Task requirements:
All records below must be retyped exactly.

>> Begin Given records

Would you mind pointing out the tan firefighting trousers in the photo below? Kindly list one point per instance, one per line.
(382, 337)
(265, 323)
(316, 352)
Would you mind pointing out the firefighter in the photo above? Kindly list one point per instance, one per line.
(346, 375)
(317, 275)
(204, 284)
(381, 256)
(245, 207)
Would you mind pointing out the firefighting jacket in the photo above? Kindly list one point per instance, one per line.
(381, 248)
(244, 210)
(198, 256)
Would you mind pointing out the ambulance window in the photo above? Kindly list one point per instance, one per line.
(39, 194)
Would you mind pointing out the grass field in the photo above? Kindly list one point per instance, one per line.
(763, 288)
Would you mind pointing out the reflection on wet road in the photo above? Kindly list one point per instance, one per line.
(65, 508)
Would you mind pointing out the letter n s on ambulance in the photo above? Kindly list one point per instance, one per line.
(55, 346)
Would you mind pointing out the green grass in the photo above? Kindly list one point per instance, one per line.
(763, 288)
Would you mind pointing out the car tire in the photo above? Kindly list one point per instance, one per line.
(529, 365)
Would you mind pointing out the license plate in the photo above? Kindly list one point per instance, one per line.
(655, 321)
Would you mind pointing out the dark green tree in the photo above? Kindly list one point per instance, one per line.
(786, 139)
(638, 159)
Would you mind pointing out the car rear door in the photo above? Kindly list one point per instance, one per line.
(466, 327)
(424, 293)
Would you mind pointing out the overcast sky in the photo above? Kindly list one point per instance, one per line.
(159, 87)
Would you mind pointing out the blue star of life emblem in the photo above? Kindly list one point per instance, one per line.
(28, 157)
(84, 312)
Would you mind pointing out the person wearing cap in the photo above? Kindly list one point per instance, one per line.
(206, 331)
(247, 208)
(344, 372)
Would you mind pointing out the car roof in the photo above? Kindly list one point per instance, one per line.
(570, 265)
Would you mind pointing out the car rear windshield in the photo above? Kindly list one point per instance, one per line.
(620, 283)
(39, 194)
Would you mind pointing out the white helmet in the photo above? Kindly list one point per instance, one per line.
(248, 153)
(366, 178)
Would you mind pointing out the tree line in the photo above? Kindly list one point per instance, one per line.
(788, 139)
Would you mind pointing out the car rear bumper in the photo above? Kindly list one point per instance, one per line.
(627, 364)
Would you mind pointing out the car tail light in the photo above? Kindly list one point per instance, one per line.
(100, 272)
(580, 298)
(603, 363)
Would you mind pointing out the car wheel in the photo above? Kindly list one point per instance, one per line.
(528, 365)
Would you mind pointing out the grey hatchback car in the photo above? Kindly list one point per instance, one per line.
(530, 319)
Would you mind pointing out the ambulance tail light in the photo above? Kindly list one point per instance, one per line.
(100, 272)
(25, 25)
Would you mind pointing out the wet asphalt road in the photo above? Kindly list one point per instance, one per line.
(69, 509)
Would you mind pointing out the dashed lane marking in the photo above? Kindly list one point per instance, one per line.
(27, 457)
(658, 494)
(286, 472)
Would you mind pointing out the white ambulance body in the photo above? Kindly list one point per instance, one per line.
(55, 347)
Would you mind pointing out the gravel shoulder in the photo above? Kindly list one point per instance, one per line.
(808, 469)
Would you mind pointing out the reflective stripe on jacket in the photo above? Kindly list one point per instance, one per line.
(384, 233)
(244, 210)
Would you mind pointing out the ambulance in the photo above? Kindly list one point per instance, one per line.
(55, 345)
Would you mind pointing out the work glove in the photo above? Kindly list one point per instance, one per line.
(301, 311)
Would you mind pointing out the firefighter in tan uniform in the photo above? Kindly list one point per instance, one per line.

>> End Given records

Exercise answer:
Would you mind pointing out the tan firefighting trousers in the photo below? Kindly list one point per instance, one per line.
(382, 337)
(265, 323)
(316, 352)
Would you mind pointing out the firefighter in the photo above? Kindly list one point per instance, one per line.
(346, 375)
(317, 275)
(204, 284)
(381, 256)
(245, 207)
Would you mind pointing out the firefighting jacket in the photo above? Kindly list one point per instance, one per line.
(381, 248)
(244, 210)
(198, 256)
Would you mind pointing out the ambulance window in the photo above? Kindly list one point per instance, one per line.
(39, 194)
Would you mind pointing out the grass field in the photo above? Kindly list one point per instance, one per line.
(763, 288)
Would you mind pointing out the reflection on wet road in the photo above? Kindly list one point per instance, one per line.
(65, 508)
Would you mind pointing out the letter n s on ambulance in the photo above? Kindly list one point per instance, one per line.
(55, 346)
Would you mind pointing out the green grass in the photo above? Kindly list one point per instance, one per line.
(763, 288)
Would you mind pointing out the car tire in the photo above? Kindly list one point per instance, one per line.
(529, 365)
Would you mind pointing out the license plate in the photo above? Kindly list one point per instance, one per line.
(655, 321)
Would you mind pointing out the dark green tree in the photo above? Kindly list one point per instance, one per line.
(786, 139)
(638, 159)
Would you mind pointing out the car rear door in the photo above? Kindly list one point per instance, one per line.
(466, 327)
(424, 293)
Would you mind pointing out the overcast sky in the photo above? Kindly list one point per instance, one per line.
(159, 87)
Would you mind pointing out the blue star of life emblem in the photo above? Kindly list one point per instance, one per line.
(28, 157)
(84, 312)
Would you mind pointing out the person wearing cap in the photo above? Kindly list one point per instance, one per line.
(206, 331)
(247, 208)
(344, 372)
Would you mind pointing out the car roof in the photo above? Kindly list one point per instance, one per line.
(570, 265)
Would you mind pointing out the car rear windshield in the photo above? Kindly list one point per instance, one per line.
(620, 283)
(39, 194)
Would you mind pointing out the white helmet in the photo above? Kindly list one point per instance, one per line.
(248, 153)
(366, 178)
Would you mind pointing out the tree line in the photo above? Kindly list one point per instance, one per line.
(788, 139)
Would you mind pointing out the car rear bumper in the photo above? Kindly list one point per instance, one per line.
(627, 364)
Would you mind pointing out the car tail light in the photo above? Kindly list one point per instance, one per line.
(100, 272)
(580, 298)
(603, 363)
Would you mind pointing out the car wheel in the photo above? Kindly list one point per instance, one per line.
(528, 365)
Would you mind pointing out the grey hatchback car in the photo above? Kindly list one point per instance, one per line.
(530, 319)
Would you mind pointing out the ambulance tail light in the photo above? Kindly list one point per instance, one per line.
(100, 272)
(25, 25)
Would you mind pointing out the wet asphalt road in the photo above? Kindly list one point per instance, one per line.
(69, 509)
Would you mind pointing out the dashed lane marking in the photo above? Kindly list one point per instance, one per line.
(27, 457)
(658, 494)
(286, 472)
Would you mind pointing out the white ambulance body in the photo above? Kindly list one point per instance, one per line.
(55, 347)
Would you mind pointing out the gravel shoulder in the photo above? Kindly list one point per instance, one per line.
(808, 469)
Would you mind pointing out the reflective stripe on jacket in the photo above? Kindly list one point per instance, one per line.
(384, 233)
(244, 210)
Would you mind pointing out the ambulance in the photo above? Kindly list one point per instance, one per line.
(55, 345)
Would you mind pointing out the work glove in the photo above? Kindly list one point per instance, one per line.
(301, 311)
Would you mind pointing out the firefighter in tan uniform in the photo above? Kindly list one point per instance, one per line.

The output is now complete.